• Point placement records:
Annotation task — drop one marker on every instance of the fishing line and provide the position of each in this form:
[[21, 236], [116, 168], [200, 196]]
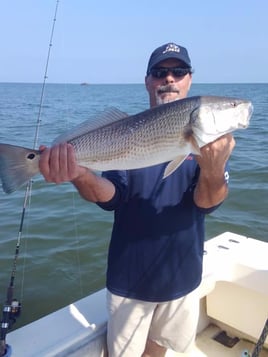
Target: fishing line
[[12, 307]]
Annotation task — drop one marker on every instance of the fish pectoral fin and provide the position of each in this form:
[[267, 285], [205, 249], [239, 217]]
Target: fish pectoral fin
[[173, 165]]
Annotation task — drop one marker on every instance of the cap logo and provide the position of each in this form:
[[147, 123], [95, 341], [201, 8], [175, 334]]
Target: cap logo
[[171, 47]]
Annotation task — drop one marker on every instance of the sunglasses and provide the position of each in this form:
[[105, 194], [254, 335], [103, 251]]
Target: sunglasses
[[162, 72]]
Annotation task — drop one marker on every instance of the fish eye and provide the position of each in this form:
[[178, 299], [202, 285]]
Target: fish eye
[[31, 156]]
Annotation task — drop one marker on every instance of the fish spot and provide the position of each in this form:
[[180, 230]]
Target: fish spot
[[31, 156]]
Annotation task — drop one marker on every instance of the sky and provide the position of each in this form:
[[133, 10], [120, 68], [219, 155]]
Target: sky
[[110, 41]]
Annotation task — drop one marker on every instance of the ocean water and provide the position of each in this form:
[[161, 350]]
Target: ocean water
[[64, 241]]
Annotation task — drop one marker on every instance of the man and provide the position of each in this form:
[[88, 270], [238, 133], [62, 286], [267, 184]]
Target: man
[[156, 248]]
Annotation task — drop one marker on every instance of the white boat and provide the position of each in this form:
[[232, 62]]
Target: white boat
[[233, 301]]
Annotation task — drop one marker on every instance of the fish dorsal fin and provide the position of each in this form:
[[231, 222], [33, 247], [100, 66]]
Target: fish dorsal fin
[[109, 116]]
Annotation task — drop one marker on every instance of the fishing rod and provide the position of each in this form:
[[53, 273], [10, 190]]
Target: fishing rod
[[12, 307]]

• PROBLEM REQUIREMENTS:
Switch "drop one marker" to "place one point" throughout the listing above, and write out its lines again with nothing else altered and the pictures left out.

• FINAL RESULT:
Annotation task — place one point on every instance of the fishing line and provide the position of each in this form:
[[21, 236], [116, 168], [200, 196]]
Target: fishing line
[[12, 307]]
Annotation task — place one point on every instance of the fish pectoral fin and provide the position of each in this form:
[[267, 285], [205, 249], [239, 217]]
Target: fish pectoral fin
[[173, 165]]
Annotation task — place one point on every instance of the cap logo and provide the position of each in this form:
[[147, 123], [95, 341], [201, 8], [175, 334]]
Target: cap logo
[[171, 47]]
Annotation task — place one point on every instance of the sunglasses and provide the position of each in this form:
[[105, 194], [254, 335], [103, 251]]
Target: sunglasses
[[162, 72]]
Annotation task — place one point on every instance of the fish eye and provide the position of each in this form:
[[178, 299], [202, 285]]
Target: fish eye
[[31, 156]]
Annotation task — place one point on every instance of the fish spot and provide the position of each in this form:
[[180, 230]]
Target: fish spot
[[31, 156]]
Annotation task — place one point on every instance of the sky and provide the position of each in this form:
[[133, 10], [120, 68], [219, 155]]
Target: sky
[[110, 41]]
Annotation task — place one point on every instance of the ocean water and provide the position of each in this form:
[[161, 350]]
Target: ocean water
[[64, 241]]
Annotation task — place one point on every instance of the man and provide the position of each in this form:
[[88, 270], [238, 133], [62, 286], [267, 184]]
Target: man
[[156, 248]]
Annotation task — place one point on every instance of the white boat and provide the position of each in this form:
[[232, 62]]
Target: white boat
[[233, 301]]
Annotation task — place one point on every instance of the fish dorsal fin and provide the position of each in this form:
[[231, 222], [33, 247], [100, 66]]
Target: fish dorsal fin
[[109, 116]]
Annotation task — place one point on every instance of the fishing rod and provide the position of each in this form:
[[53, 273], [10, 190]]
Target: fishing rod
[[12, 307]]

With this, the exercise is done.